* To do: Copy out every line from the start of the records through the line that contains "pixel 165 161", including that line, reproducing each one word for word.

※ ※ ※

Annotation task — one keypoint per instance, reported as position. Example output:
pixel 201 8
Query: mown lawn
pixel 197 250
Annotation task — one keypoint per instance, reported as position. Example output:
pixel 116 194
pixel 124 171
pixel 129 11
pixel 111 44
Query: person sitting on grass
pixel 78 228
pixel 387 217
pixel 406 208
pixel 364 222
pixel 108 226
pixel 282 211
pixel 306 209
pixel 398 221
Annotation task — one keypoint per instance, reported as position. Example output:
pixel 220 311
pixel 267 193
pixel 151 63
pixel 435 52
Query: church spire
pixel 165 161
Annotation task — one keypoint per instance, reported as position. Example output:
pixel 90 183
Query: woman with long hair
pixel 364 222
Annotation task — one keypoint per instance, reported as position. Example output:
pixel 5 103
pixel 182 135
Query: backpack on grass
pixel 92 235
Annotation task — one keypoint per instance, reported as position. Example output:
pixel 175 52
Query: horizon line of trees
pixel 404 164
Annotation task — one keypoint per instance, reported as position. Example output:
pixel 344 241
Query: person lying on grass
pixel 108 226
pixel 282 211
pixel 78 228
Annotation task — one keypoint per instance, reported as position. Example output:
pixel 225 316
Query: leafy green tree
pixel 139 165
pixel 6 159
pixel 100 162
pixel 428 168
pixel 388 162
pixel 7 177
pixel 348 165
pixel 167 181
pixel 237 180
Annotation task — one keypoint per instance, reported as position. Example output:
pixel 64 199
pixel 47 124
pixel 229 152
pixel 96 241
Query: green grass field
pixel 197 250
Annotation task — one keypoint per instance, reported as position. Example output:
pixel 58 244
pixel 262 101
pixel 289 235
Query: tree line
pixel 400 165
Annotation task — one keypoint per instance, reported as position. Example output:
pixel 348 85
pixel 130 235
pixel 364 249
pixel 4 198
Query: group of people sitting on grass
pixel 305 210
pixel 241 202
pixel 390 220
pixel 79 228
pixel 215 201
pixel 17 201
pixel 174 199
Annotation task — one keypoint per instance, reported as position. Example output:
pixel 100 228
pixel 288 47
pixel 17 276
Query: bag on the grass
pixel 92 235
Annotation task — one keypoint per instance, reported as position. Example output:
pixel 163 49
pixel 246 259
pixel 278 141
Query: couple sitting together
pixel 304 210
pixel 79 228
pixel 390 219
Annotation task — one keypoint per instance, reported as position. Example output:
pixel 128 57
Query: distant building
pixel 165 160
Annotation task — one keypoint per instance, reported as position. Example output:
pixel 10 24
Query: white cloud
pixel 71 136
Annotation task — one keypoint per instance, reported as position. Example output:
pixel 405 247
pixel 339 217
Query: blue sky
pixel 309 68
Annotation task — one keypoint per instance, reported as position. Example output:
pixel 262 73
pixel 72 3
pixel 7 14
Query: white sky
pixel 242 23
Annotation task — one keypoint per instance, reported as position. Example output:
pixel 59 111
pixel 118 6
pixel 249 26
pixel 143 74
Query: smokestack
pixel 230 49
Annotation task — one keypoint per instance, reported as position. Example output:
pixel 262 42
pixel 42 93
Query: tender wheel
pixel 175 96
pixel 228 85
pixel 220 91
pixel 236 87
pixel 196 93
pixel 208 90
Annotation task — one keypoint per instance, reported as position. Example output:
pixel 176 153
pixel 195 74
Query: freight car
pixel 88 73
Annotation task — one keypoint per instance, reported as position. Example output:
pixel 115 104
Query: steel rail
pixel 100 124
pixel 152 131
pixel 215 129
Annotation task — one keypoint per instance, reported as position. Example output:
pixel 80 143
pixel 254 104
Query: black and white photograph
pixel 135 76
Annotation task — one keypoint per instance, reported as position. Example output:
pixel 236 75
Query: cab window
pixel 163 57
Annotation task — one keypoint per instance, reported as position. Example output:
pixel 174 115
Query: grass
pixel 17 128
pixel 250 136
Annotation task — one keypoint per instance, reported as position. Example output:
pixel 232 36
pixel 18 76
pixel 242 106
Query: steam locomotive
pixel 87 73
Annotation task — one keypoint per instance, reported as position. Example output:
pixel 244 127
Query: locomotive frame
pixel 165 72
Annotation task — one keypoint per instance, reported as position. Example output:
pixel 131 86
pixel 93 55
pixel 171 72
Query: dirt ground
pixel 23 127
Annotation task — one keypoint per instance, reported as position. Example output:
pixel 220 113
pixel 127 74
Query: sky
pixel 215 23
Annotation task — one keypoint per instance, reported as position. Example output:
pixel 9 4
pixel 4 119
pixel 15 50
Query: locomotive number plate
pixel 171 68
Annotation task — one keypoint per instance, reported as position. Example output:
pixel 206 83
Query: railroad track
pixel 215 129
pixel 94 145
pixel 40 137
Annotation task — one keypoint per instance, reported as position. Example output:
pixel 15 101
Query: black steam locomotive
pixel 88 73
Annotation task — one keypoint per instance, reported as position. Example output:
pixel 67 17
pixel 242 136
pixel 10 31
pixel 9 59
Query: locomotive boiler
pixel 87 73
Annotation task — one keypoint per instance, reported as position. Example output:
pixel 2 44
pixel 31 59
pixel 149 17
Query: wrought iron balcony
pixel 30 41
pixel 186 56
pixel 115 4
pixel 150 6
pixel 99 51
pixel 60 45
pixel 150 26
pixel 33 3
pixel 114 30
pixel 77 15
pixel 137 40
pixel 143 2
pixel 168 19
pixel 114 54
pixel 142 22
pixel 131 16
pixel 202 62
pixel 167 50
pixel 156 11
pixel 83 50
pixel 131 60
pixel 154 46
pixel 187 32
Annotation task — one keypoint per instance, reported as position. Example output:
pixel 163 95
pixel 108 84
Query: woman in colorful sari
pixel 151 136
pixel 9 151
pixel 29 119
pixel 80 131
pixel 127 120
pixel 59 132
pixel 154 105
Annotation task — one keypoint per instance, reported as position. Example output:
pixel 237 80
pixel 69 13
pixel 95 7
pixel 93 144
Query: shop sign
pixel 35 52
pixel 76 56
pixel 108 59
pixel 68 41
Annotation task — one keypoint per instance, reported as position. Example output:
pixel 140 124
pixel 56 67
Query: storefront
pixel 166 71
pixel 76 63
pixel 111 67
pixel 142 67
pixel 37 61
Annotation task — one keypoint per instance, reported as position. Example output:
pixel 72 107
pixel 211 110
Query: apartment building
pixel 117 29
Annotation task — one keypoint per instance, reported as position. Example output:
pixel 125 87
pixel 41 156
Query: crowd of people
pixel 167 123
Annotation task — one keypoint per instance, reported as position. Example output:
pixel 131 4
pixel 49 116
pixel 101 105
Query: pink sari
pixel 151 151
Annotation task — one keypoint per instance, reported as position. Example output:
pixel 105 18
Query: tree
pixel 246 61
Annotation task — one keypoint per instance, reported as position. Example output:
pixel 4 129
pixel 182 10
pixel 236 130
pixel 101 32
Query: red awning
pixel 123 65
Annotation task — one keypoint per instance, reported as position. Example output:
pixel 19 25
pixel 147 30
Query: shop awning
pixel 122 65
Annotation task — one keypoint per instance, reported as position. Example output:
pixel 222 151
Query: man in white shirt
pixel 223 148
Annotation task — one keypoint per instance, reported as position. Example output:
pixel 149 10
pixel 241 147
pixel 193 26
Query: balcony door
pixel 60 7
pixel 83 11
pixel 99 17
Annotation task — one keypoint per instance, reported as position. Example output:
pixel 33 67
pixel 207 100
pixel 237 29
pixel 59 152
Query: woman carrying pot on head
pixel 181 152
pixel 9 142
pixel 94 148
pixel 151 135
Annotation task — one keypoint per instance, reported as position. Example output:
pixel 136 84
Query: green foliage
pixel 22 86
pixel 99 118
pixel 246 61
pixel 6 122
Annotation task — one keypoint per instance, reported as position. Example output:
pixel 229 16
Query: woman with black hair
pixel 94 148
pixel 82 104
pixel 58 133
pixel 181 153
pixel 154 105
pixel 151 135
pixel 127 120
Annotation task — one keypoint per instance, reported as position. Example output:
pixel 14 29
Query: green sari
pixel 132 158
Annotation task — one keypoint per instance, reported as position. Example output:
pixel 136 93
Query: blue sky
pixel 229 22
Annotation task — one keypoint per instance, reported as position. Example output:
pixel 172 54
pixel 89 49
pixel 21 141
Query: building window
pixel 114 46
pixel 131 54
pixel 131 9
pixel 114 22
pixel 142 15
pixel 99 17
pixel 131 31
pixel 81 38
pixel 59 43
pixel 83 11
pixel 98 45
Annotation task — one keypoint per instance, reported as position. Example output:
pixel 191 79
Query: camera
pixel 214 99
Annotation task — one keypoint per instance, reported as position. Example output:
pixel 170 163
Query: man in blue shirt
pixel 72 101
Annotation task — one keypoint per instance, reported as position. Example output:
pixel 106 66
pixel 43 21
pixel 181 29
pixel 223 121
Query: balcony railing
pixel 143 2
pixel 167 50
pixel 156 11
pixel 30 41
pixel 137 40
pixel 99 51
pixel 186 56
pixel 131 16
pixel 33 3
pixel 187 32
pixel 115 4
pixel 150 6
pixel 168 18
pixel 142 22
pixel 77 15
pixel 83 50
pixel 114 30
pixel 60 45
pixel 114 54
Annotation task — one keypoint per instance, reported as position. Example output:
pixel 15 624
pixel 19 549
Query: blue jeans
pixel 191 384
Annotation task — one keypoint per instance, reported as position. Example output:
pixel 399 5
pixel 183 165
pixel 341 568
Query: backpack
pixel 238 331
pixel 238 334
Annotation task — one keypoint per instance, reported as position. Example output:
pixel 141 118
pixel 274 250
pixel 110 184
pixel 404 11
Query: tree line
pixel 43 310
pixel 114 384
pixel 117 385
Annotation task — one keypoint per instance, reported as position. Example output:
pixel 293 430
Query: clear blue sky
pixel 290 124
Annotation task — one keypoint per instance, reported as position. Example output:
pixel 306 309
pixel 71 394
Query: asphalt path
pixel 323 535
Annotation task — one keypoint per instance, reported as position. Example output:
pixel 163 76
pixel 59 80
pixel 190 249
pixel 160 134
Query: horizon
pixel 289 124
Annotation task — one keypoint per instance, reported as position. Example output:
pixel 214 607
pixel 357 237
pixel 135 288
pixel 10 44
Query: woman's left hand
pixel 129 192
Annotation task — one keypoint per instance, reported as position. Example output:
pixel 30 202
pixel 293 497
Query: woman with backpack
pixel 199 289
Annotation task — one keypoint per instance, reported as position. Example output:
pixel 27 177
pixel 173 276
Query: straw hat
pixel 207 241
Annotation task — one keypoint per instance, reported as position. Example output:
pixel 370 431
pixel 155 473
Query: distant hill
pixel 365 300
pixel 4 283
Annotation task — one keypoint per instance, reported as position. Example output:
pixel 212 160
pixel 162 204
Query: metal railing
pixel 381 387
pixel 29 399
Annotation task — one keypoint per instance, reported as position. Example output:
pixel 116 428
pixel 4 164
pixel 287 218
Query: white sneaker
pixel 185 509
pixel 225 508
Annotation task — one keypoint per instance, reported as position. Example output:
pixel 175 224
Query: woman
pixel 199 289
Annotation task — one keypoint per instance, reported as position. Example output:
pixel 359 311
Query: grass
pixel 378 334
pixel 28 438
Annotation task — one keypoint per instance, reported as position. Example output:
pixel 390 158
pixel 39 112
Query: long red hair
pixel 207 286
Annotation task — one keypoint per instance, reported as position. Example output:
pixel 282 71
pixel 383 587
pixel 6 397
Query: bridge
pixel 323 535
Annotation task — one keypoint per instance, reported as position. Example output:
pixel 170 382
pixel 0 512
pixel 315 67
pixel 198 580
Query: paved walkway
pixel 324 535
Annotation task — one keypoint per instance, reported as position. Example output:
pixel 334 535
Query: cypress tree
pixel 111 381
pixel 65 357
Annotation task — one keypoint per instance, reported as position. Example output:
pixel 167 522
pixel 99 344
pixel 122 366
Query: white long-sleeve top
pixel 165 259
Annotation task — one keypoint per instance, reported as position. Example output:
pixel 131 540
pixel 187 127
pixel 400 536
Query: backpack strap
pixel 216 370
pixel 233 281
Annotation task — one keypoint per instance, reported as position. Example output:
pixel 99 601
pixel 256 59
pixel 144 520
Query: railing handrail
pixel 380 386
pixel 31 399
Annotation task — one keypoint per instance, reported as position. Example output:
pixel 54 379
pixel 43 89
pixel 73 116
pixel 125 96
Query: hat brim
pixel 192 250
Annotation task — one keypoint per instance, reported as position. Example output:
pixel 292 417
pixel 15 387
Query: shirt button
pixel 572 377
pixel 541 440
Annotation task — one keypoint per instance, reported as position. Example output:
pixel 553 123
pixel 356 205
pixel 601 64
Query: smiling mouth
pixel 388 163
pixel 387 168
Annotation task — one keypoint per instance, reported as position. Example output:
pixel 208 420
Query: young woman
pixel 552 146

※ ※ ※

* In response:
Annotation task — one keypoint per instance, reported as position. Example output:
pixel 201 8
Query: mown lawn
pixel 197 250
Annotation task — one keypoint per instance, reported as position. Example output:
pixel 116 194
pixel 124 171
pixel 129 11
pixel 111 44
Query: person sitting on grass
pixel 78 228
pixel 387 217
pixel 406 208
pixel 364 222
pixel 108 226
pixel 282 211
pixel 306 209
pixel 398 221
Annotation task — one keypoint per instance, reported as position. Example output:
pixel 220 311
pixel 267 193
pixel 151 63
pixel 435 52
Query: church spire
pixel 165 161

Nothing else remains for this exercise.